Direction
Convert every line of the records below into a numbered list, one item per line, and drop any blank lines.

Data entries
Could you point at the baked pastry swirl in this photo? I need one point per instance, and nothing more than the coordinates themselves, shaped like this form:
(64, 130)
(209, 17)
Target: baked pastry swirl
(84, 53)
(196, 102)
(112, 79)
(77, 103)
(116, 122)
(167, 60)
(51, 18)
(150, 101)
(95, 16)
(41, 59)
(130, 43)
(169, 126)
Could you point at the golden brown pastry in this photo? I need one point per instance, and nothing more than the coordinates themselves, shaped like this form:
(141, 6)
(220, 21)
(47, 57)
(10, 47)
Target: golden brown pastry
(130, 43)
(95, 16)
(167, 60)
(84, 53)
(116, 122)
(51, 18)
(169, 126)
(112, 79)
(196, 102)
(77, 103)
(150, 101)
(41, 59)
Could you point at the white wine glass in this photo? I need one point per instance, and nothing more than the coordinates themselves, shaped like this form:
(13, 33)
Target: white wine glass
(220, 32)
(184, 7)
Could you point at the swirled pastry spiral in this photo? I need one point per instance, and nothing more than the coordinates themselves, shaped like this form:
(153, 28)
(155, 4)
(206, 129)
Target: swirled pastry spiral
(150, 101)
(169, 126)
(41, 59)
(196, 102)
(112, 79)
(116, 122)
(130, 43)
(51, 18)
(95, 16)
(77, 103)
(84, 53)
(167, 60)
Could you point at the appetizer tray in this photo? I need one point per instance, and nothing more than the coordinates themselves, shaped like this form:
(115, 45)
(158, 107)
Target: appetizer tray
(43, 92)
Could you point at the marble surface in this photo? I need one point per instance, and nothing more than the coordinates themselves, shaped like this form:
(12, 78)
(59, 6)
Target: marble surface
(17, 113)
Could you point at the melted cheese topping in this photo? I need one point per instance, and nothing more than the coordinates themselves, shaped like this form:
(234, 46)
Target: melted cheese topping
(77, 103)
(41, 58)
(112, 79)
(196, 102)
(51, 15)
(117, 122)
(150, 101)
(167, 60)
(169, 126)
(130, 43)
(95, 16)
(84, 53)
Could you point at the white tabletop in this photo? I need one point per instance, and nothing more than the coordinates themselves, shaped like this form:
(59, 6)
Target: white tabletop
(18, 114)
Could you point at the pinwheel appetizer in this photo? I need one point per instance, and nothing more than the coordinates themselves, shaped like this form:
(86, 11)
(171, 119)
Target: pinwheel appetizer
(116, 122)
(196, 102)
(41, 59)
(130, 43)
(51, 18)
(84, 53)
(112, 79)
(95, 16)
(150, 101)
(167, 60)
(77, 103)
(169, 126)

Result of the exercise
1. Could you point at the baked pastry swirl in this photo? I need one point per instance, and nothing more than the coordinates themselves, shaped like this form:
2. (64, 130)
3. (209, 17)
4. Target: baked pastry swirl
5. (84, 53)
6. (196, 102)
7. (112, 79)
8. (77, 103)
9. (116, 122)
10. (167, 60)
11. (51, 18)
12. (150, 101)
13. (95, 16)
14. (41, 59)
15. (130, 43)
16. (169, 126)
17. Could you point at the golden brown pastry in this photo? I need one point per instance, and nothing more than the coordinates themselves, shaped like this form:
18. (141, 6)
19. (220, 21)
20. (47, 57)
21. (10, 47)
22. Target: golden brown pastry
23. (130, 43)
24. (95, 16)
25. (167, 60)
26. (84, 53)
27. (116, 122)
28. (51, 18)
29. (169, 126)
30. (112, 79)
31. (196, 102)
32. (77, 103)
33. (150, 101)
34. (41, 59)
35. Could you point at the white wine glass in this photo? I need one point per instance, and nothing more than the coordinates themselves, shaped like this form:
36. (13, 33)
37. Target: white wine glass
38. (220, 32)
39. (184, 7)
40. Could you point at the swirled pastry spiral in this photo? I need one point per instance, and nothing more than the coordinates themselves, shaped like this form:
41. (153, 28)
42. (155, 4)
43. (206, 129)
44. Target: swirled pastry spiral
45. (150, 101)
46. (169, 126)
47. (41, 59)
48. (196, 102)
49. (112, 79)
50. (116, 122)
51. (130, 43)
52. (51, 18)
53. (95, 16)
54. (77, 103)
55. (84, 53)
56. (167, 60)
57. Could you point at the appetizer tray in this photo? I need one point per instance, and nothing more than the coordinates themselves, shaped like this form:
58. (115, 45)
59. (158, 107)
60. Target: appetizer tray
61. (43, 92)
62. Could you point at the marble surface in this photo? I need one point per instance, and nothing more than the coordinates themselves, shaped like this form:
63. (12, 78)
64. (59, 6)
65. Target: marble surface
66. (17, 113)
67. Could you point at the melted cheese topping in this photo? I need one point per instance, and nothing more than the coordinates themselves, shaped like this form:
68. (234, 46)
69. Target: melted cheese topping
70. (77, 103)
71. (41, 58)
72. (112, 79)
73. (196, 102)
74. (51, 15)
75. (117, 122)
76. (150, 101)
77. (167, 60)
78. (169, 126)
79. (130, 43)
80. (95, 16)
81. (84, 53)
82. Could you point at the white tabletop in this photo? I need one point per instance, and nothing more than the coordinates themselves, shaped like this form:
83. (59, 6)
84. Target: white tabletop
85. (18, 114)
86. Could you point at the pinwheel appetizer in this photo? I need one point per instance, and nothing more than the coordinates themselves, shaped like this form:
87. (86, 11)
88. (171, 119)
89. Target: pinwheel appetizer
90. (116, 122)
91. (196, 102)
92. (41, 59)
93. (130, 43)
94. (51, 18)
95. (84, 53)
96. (112, 79)
97. (95, 16)
98. (150, 101)
99. (167, 60)
100. (77, 103)
101. (169, 126)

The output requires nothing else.